[Free-text object descriptions]
▶

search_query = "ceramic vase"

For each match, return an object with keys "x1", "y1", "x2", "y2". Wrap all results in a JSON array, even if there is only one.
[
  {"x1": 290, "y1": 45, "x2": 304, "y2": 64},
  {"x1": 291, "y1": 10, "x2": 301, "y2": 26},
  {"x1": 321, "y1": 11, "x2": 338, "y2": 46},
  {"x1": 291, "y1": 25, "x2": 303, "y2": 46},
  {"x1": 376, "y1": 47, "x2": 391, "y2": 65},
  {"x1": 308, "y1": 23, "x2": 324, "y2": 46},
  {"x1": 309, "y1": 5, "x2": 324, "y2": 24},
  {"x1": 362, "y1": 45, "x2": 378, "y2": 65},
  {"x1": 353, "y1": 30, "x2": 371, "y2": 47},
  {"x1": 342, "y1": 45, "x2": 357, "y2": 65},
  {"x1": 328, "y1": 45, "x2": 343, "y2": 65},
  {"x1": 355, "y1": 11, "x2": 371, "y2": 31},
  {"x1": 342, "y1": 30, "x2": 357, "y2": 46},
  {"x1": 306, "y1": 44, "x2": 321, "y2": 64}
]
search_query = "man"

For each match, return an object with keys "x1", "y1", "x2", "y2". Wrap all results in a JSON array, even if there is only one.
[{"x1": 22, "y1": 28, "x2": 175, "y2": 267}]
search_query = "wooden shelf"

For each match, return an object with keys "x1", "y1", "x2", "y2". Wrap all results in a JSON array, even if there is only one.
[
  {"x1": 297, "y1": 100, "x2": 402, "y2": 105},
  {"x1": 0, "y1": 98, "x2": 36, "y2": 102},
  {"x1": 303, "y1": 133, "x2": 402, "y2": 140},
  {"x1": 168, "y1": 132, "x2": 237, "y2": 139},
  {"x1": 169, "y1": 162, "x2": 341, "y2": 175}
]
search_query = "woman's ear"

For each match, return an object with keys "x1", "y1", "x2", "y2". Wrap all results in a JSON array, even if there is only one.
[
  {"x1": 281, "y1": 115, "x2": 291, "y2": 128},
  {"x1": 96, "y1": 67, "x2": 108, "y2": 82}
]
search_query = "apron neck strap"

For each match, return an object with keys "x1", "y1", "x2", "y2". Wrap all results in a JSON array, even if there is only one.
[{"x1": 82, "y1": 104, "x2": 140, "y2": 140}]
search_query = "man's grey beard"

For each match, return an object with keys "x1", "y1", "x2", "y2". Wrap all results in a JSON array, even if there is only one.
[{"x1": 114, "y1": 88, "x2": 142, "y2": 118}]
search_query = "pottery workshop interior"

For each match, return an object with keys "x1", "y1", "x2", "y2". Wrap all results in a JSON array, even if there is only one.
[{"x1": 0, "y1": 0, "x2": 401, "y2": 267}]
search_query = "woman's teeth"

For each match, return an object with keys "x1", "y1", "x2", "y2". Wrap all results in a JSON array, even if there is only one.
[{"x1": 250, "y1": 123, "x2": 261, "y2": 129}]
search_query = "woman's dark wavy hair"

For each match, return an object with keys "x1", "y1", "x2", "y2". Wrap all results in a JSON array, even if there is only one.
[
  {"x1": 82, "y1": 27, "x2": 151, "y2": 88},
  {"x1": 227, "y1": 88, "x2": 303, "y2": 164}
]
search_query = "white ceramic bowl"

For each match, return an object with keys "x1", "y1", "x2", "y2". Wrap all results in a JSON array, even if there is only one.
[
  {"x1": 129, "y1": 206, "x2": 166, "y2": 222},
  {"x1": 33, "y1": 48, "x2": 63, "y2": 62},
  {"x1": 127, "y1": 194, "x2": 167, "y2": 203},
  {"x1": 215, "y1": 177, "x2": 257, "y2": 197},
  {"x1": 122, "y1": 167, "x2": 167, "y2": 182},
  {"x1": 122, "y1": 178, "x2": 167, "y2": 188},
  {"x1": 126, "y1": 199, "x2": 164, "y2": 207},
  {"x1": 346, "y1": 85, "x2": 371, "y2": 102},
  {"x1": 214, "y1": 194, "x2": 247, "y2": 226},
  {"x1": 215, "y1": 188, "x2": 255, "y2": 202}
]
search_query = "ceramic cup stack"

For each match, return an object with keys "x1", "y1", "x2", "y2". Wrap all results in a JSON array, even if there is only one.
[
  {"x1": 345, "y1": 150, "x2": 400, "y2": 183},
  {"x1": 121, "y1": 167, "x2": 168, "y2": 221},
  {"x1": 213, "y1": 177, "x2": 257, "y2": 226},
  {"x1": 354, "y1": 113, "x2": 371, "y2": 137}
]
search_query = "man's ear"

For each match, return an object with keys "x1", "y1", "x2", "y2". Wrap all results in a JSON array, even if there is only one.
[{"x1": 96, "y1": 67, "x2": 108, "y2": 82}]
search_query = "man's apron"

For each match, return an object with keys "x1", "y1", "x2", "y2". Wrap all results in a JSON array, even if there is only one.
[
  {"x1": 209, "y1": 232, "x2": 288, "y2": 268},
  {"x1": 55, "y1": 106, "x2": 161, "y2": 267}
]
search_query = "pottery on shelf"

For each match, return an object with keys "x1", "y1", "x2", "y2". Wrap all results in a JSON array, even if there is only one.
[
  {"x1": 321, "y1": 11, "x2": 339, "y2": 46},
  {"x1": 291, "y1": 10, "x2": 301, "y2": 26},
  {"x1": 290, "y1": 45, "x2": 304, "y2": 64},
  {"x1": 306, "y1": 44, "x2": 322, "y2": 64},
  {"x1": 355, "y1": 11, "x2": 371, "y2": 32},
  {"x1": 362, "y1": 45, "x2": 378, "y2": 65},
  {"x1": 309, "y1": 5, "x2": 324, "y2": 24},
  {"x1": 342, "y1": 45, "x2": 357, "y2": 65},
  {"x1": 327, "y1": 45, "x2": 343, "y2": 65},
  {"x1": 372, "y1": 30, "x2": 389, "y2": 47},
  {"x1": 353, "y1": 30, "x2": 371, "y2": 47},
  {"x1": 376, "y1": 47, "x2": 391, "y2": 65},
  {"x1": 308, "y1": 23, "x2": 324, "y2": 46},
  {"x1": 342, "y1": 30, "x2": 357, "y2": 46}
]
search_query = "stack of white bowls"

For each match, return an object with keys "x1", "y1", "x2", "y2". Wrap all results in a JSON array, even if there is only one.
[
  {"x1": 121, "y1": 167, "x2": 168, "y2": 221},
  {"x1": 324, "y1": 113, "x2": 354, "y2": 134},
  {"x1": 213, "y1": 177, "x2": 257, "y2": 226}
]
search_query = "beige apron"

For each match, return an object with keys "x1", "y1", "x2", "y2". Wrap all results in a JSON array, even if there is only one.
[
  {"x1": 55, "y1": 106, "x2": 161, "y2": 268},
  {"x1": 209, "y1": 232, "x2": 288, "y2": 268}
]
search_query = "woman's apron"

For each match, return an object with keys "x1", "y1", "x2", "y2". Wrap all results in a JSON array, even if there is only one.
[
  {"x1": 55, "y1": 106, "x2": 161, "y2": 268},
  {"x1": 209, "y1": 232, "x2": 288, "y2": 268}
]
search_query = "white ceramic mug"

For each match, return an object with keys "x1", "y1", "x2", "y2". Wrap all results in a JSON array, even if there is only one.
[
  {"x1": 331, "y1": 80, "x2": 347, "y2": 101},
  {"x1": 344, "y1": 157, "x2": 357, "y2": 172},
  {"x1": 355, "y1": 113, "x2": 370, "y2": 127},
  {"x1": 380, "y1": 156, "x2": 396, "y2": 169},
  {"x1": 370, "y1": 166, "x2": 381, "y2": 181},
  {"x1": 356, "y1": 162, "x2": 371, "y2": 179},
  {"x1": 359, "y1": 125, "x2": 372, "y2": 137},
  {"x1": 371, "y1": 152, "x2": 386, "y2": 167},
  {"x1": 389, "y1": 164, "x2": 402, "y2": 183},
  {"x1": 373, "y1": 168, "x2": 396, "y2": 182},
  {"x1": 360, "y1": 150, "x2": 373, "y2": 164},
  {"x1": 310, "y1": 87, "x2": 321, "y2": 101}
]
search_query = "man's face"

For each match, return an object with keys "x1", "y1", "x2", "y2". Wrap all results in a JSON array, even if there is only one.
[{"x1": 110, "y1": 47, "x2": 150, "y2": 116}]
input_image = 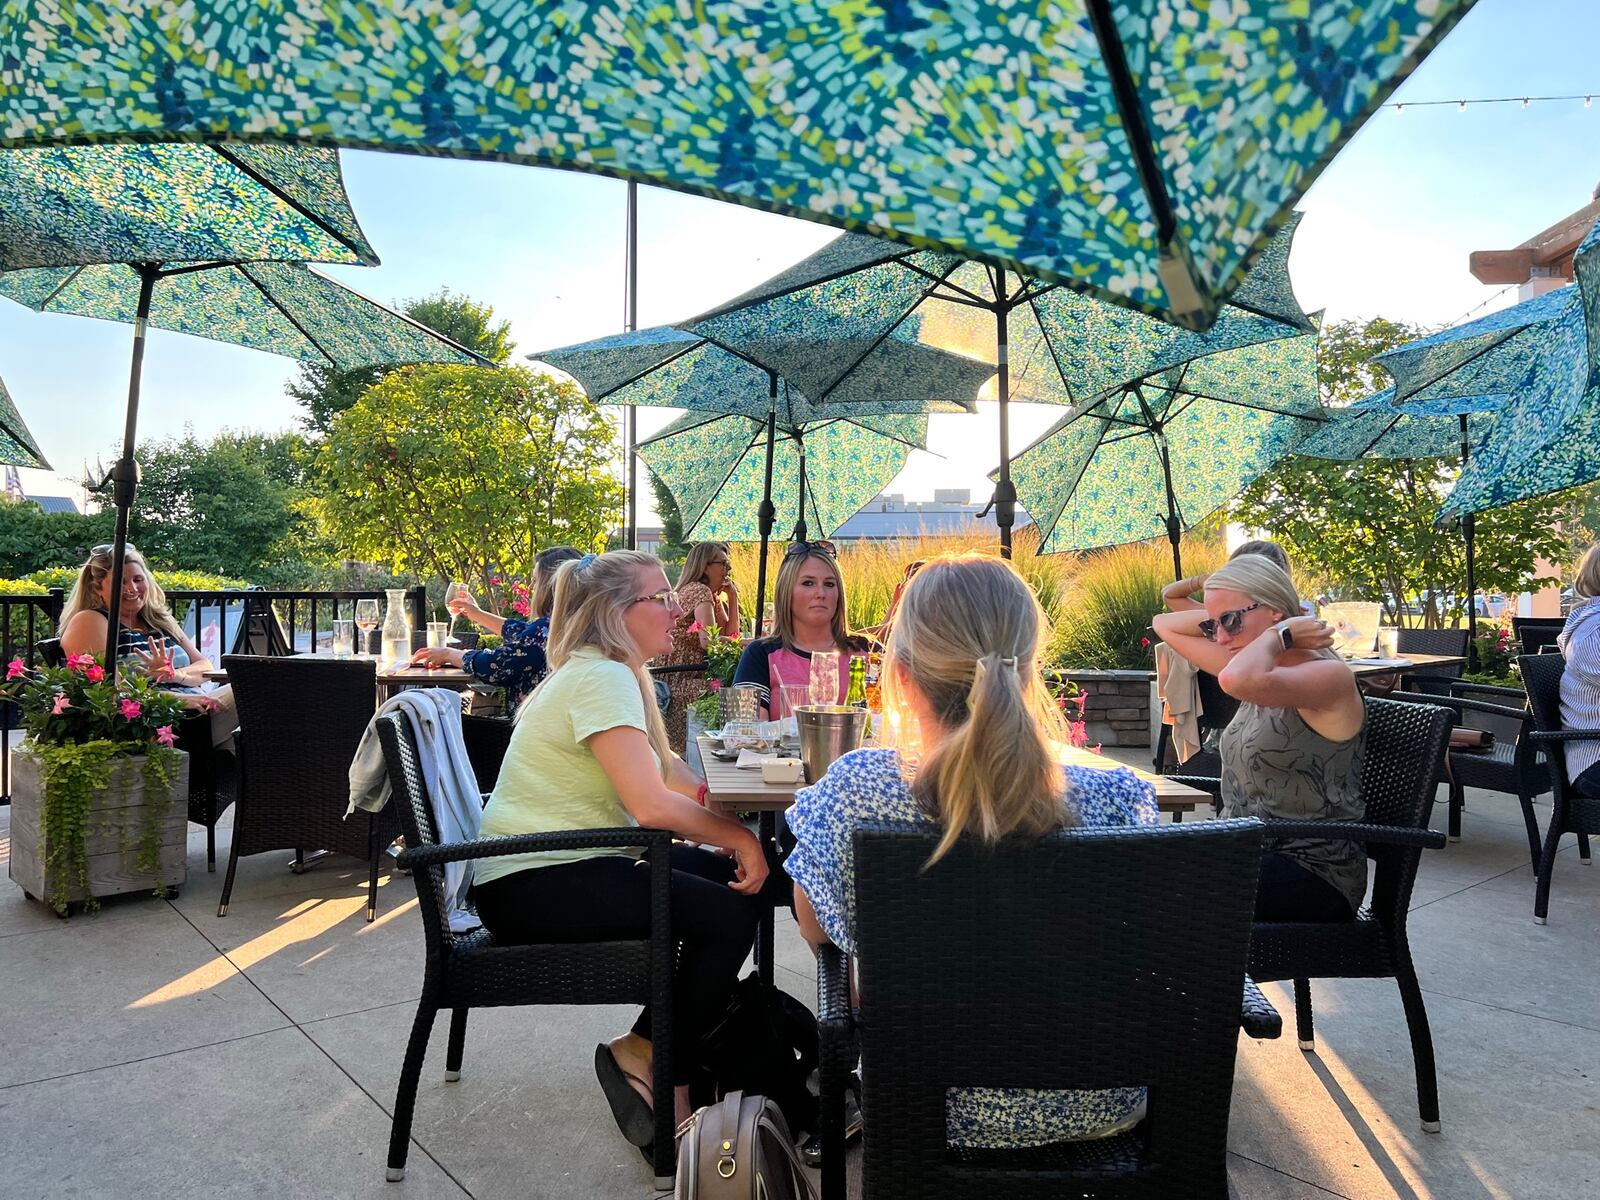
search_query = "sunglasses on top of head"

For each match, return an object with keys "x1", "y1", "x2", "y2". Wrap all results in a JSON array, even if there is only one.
[
  {"x1": 784, "y1": 540, "x2": 836, "y2": 560},
  {"x1": 1199, "y1": 601, "x2": 1266, "y2": 641}
]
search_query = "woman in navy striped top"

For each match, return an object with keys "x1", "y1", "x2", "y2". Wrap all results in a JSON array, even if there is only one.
[{"x1": 1558, "y1": 542, "x2": 1600, "y2": 798}]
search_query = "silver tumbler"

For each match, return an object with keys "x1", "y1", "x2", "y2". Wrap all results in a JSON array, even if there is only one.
[{"x1": 796, "y1": 705, "x2": 869, "y2": 783}]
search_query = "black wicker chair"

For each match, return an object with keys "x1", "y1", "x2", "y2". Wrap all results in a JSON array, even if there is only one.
[
  {"x1": 1152, "y1": 668, "x2": 1238, "y2": 803},
  {"x1": 815, "y1": 818, "x2": 1269, "y2": 1200},
  {"x1": 375, "y1": 710, "x2": 678, "y2": 1188},
  {"x1": 218, "y1": 655, "x2": 399, "y2": 920},
  {"x1": 1396, "y1": 627, "x2": 1468, "y2": 696},
  {"x1": 1513, "y1": 616, "x2": 1565, "y2": 656},
  {"x1": 458, "y1": 712, "x2": 514, "y2": 793},
  {"x1": 1387, "y1": 681, "x2": 1548, "y2": 869},
  {"x1": 1519, "y1": 654, "x2": 1599, "y2": 923},
  {"x1": 1241, "y1": 696, "x2": 1452, "y2": 1131}
]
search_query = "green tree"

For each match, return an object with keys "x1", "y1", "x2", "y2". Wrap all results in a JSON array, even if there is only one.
[
  {"x1": 649, "y1": 467, "x2": 690, "y2": 562},
  {"x1": 287, "y1": 288, "x2": 515, "y2": 434},
  {"x1": 115, "y1": 430, "x2": 331, "y2": 581},
  {"x1": 0, "y1": 501, "x2": 114, "y2": 577},
  {"x1": 315, "y1": 364, "x2": 621, "y2": 611},
  {"x1": 1232, "y1": 317, "x2": 1575, "y2": 626}
]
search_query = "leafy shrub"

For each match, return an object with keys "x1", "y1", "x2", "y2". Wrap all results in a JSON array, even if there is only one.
[{"x1": 1048, "y1": 541, "x2": 1225, "y2": 671}]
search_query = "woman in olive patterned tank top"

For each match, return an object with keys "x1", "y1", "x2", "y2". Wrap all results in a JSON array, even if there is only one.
[{"x1": 1153, "y1": 554, "x2": 1367, "y2": 921}]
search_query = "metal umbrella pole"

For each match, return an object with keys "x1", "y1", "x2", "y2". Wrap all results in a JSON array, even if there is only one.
[
  {"x1": 624, "y1": 181, "x2": 639, "y2": 549},
  {"x1": 752, "y1": 372, "x2": 779, "y2": 638},
  {"x1": 101, "y1": 263, "x2": 159, "y2": 677},
  {"x1": 1461, "y1": 412, "x2": 1479, "y2": 668},
  {"x1": 1133, "y1": 386, "x2": 1185, "y2": 580}
]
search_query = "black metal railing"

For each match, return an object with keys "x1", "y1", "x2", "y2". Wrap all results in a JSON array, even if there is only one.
[{"x1": 0, "y1": 586, "x2": 429, "y2": 805}]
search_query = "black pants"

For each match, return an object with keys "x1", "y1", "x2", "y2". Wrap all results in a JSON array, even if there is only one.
[
  {"x1": 1255, "y1": 852, "x2": 1357, "y2": 922},
  {"x1": 1573, "y1": 762, "x2": 1600, "y2": 799},
  {"x1": 473, "y1": 846, "x2": 759, "y2": 1084}
]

◀

Work to be completed:
Take every line from the data above that holds "metal" and copy it out.

Problem solution:
search_query = "metal umbrella pole"
search_query = "black metal railing"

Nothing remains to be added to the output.